**Task goal:**
Would you write out, word for word, each line of the records below from the top through the one holding "490L588 563L675 590L671"?

##############################

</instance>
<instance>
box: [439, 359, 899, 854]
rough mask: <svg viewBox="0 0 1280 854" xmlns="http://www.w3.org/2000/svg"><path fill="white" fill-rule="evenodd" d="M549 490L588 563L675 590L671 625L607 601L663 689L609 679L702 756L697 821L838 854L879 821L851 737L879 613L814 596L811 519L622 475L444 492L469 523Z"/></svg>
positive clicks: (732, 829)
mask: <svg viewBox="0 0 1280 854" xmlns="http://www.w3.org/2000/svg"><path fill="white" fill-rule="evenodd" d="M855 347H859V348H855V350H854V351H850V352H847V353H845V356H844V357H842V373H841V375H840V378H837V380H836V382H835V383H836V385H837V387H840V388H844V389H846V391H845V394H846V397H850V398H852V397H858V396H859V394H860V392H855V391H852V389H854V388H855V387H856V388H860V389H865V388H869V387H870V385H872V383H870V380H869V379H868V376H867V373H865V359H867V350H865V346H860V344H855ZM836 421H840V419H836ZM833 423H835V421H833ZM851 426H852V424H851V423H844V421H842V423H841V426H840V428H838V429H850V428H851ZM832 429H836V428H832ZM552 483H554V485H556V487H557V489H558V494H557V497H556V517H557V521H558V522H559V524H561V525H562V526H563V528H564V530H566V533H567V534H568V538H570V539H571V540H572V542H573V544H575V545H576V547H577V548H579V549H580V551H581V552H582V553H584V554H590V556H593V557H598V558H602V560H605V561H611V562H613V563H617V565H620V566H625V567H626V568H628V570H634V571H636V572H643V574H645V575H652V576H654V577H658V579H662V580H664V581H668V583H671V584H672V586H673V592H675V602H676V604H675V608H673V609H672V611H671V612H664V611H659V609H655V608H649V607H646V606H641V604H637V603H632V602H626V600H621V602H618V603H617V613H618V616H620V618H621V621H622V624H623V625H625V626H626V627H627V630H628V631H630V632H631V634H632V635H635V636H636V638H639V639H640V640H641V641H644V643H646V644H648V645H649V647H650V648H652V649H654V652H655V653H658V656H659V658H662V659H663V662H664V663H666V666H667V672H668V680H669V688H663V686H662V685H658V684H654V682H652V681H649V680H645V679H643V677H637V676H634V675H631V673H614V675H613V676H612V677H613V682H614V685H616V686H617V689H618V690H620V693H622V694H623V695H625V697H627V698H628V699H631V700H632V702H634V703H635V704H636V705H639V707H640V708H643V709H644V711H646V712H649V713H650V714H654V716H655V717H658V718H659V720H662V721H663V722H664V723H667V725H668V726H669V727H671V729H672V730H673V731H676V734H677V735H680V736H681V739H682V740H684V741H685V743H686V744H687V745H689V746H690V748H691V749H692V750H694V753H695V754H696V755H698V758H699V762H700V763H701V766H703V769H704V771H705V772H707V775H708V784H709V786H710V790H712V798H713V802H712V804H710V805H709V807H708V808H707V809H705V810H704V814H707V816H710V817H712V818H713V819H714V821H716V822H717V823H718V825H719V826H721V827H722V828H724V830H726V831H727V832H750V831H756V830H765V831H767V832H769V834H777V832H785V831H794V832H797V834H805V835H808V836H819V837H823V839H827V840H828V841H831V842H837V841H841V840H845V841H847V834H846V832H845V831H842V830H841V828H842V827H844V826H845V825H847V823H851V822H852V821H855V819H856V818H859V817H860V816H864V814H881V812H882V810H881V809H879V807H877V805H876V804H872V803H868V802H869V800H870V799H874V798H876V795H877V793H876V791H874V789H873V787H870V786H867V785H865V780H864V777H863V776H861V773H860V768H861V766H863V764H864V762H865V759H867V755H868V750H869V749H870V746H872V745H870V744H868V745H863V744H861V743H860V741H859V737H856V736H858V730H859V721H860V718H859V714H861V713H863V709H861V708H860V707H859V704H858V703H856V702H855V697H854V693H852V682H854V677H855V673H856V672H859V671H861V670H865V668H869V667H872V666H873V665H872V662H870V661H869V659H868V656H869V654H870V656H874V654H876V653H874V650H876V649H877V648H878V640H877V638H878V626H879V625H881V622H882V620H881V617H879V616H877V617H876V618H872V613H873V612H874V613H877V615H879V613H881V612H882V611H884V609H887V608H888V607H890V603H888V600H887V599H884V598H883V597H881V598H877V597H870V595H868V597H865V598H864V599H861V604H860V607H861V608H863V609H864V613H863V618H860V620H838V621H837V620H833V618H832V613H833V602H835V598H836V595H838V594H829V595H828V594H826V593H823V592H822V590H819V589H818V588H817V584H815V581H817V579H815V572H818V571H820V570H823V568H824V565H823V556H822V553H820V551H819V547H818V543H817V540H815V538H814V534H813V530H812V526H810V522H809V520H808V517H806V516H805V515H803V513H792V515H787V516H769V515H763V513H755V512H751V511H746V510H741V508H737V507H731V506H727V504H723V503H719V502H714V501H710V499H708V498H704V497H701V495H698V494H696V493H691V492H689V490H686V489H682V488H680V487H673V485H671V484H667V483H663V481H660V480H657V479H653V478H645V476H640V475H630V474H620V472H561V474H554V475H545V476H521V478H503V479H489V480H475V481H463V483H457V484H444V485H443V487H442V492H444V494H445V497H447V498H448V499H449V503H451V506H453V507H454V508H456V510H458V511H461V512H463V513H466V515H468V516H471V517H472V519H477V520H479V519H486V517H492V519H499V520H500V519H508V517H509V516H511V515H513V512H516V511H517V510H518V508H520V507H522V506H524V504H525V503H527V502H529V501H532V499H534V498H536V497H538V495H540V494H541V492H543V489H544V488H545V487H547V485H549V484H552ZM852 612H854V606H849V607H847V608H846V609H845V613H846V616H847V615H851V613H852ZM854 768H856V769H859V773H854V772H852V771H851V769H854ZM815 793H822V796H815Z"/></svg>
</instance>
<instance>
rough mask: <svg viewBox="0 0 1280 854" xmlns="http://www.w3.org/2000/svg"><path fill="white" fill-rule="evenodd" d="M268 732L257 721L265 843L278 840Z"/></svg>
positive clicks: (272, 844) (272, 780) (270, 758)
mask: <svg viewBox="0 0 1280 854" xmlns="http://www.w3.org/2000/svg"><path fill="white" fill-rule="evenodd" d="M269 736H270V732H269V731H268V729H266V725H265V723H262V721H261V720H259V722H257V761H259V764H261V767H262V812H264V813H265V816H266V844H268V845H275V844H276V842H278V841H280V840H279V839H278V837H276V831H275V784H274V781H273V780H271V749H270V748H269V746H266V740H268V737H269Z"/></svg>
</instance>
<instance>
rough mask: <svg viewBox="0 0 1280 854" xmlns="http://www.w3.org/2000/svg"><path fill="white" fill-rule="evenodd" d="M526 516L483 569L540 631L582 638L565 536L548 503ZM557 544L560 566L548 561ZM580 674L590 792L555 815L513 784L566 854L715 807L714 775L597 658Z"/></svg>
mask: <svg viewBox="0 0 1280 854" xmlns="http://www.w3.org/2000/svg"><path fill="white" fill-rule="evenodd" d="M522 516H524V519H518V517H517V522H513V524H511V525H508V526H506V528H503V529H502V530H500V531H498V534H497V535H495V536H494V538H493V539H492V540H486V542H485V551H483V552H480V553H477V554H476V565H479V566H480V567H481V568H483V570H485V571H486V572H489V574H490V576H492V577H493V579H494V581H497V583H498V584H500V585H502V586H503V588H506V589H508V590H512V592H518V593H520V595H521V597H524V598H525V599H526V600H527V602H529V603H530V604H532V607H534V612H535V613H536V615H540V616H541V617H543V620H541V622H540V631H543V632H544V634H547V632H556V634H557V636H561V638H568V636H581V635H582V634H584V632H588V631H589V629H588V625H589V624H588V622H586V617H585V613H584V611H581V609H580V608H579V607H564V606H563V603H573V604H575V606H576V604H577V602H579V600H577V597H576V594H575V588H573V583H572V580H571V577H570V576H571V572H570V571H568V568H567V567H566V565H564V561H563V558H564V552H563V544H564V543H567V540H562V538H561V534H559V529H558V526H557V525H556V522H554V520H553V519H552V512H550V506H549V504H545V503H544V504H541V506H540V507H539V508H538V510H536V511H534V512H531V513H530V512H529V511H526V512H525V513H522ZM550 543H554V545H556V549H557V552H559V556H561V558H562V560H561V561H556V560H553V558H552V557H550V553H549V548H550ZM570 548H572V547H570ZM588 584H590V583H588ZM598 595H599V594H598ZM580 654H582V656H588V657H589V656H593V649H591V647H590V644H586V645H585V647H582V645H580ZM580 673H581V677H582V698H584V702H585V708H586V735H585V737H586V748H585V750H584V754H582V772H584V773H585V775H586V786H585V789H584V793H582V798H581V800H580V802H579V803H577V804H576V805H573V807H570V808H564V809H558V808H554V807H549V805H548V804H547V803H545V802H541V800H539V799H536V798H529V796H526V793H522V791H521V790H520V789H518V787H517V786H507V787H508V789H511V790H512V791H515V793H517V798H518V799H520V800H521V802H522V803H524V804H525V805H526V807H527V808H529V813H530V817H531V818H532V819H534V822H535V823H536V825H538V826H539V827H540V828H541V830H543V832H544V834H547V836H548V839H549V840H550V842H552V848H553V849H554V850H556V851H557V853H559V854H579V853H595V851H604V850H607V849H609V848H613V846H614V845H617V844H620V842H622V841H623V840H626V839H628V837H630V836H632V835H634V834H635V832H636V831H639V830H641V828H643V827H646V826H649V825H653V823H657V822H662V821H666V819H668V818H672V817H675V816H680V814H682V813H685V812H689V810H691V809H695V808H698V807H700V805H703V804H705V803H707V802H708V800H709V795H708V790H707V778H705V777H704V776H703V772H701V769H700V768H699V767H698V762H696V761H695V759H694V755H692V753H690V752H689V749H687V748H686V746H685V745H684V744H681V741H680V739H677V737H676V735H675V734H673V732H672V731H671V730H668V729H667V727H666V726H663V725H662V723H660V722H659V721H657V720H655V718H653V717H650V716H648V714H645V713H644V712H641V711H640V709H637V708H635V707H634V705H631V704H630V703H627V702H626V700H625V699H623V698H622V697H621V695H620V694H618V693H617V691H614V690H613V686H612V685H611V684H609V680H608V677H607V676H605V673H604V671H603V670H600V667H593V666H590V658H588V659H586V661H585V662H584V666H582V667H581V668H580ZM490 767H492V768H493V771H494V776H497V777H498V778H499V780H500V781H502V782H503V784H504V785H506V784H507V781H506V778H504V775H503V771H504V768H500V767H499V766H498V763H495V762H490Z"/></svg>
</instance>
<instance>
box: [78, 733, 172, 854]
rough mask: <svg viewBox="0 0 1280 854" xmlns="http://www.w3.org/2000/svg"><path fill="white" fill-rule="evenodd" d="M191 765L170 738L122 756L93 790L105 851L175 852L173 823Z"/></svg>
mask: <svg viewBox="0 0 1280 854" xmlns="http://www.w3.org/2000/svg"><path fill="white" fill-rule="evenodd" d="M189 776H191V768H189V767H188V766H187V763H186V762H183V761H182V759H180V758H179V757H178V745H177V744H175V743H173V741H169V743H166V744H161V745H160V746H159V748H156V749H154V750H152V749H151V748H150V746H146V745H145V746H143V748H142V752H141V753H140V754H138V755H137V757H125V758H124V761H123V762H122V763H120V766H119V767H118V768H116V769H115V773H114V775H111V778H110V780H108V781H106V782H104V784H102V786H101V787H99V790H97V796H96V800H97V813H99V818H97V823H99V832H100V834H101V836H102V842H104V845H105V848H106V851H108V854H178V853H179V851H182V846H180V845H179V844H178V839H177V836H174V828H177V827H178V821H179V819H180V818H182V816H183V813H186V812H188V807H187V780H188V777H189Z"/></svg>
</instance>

##############################

**Answer box:**
</instance>
<instance>
box: [439, 359, 899, 854]
rough mask: <svg viewBox="0 0 1280 854" xmlns="http://www.w3.org/2000/svg"><path fill="white" fill-rule="evenodd" d="M549 490L588 563L675 590L671 625L607 601L663 689L609 679L702 756L697 821L838 854L879 821L851 737L879 613L814 596L811 519L622 475L444 492L469 523Z"/></svg>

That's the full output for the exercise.